Exercise details => Reproduce the items below verbatim, from their first line through the line containing "column 210, row 166", including both of those lines.

Dataset items on object locations:
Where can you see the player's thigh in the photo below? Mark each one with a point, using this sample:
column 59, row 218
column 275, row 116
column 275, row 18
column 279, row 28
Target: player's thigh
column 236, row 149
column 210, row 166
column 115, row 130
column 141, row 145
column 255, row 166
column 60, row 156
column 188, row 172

Answer to the task =>
Where can you see the player's thigh in the photo below? Mark each one with a point, using this sample:
column 59, row 218
column 275, row 116
column 275, row 18
column 279, row 28
Target: player's thigh
column 236, row 149
column 210, row 166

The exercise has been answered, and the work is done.